[SELECTED PASSAGE]:
++++++++
Dramatic token efficiency gains. Over half of all messages on the platform occur in sessions deep enough that full-context injection would be prohibitively expensive or impossible. The longest single session spans over 16 million tokens. Without vector-based retrieval, sessions at that scale simply could not function. Pinecone-backed semantic retrieval solves this by returning only the most relevant context per turn rather than the full history. For typical engaged sessions, this reduces token consumption by 70–80%. For deep sessions, the reduction reaches 85%. For the longest-running power sessions, it exceeds 95%. Those savings flow directly into gross margin.

Sub-10ms retrieval. Retrieval latency from Pinecone remains in the low single-digit milliseconds, effectively invisible inside a real-time agent interaction. That speed is critical for a platform where users interact with agents conversationally and expect immediate responses.

Scalable per-user isolation and unit economics. Pinecone's namespace architecture gives Jenova a muti-tenancy model with clean data isolation for each user within a single index. Every user's conversation history, uploaded documents, and cross-agent context lives in its own namespace, so queries only search that user's data. Because Pinecone charges per query based on namespace size, costs naturally align with user value: inactive users cost nothing, casual users cost little, and the most active power users cost more but are also the highest-paying customers. For a platform with 200,000+ signups generating user-specific knowledge across hundreds of agents, that multi-tenancy and pricing model is what keeps unit economics viable as the user base grows.
++++++++
Natural-language object grounding data
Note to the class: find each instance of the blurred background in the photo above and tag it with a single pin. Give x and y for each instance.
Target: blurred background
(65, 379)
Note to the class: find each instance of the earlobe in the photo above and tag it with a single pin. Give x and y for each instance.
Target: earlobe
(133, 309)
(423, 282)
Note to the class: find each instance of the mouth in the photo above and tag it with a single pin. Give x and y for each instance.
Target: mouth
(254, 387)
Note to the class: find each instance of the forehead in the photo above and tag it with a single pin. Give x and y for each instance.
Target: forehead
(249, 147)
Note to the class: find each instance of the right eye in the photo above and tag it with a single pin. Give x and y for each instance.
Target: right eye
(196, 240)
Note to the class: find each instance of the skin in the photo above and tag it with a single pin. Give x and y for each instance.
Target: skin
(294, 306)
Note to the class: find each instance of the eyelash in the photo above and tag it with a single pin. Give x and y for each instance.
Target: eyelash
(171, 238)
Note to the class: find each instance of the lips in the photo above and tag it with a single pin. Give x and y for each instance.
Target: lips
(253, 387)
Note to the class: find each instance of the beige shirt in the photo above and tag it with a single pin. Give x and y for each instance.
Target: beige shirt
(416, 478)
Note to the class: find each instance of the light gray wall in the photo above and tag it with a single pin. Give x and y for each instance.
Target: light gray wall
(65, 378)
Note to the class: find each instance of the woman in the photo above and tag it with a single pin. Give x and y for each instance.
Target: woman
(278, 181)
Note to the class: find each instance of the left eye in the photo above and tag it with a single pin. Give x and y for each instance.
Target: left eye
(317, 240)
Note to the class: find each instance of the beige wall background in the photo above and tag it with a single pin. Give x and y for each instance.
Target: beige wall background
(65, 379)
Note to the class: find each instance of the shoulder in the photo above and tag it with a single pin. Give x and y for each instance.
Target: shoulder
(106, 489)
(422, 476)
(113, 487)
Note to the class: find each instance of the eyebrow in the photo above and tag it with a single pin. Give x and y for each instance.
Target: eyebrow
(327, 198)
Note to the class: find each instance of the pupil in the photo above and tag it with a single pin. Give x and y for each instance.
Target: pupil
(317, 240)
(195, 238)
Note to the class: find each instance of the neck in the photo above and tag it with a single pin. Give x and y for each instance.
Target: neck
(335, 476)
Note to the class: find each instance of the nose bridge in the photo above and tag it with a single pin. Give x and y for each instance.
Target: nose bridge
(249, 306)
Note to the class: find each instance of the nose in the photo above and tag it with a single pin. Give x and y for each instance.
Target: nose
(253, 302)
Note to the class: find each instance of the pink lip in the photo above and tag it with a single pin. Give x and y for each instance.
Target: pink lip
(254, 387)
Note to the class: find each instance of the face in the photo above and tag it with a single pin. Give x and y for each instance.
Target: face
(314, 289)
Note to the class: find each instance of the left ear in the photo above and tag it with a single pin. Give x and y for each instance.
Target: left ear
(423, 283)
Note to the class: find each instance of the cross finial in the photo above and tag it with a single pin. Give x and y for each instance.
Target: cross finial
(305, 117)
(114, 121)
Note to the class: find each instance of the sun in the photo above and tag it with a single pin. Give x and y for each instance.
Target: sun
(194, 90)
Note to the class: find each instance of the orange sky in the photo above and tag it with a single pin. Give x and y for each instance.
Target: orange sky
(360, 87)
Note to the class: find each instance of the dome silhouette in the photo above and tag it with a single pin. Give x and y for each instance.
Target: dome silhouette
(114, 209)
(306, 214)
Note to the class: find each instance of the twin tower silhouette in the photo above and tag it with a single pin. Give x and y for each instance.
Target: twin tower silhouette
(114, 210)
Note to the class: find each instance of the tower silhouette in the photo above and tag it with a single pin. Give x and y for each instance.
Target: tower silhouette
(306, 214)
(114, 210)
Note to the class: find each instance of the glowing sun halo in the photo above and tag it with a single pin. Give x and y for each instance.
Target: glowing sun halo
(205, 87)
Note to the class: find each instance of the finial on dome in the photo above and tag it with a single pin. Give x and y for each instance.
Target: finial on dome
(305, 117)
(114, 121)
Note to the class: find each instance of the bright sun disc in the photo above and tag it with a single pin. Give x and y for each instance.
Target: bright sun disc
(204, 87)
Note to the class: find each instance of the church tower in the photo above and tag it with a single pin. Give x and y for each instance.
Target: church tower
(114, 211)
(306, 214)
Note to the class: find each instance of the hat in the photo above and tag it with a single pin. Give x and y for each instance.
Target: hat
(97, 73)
++++++++
[DESCRIPTION OF THE TASK]:
Answer these about the passage on Pinecone retrieval:
1. How many tokens does the longest single session span?
2. What range does retrieval latency from Pinecone stay in?
3. What three things are kept in each user's own namespace?

[EXERCISE ANSWER]:
1. Over 16 million tokens.
2. The low single-digit milliseconds.
3. The user's conversation history, uploaded documents, and cross-agent context.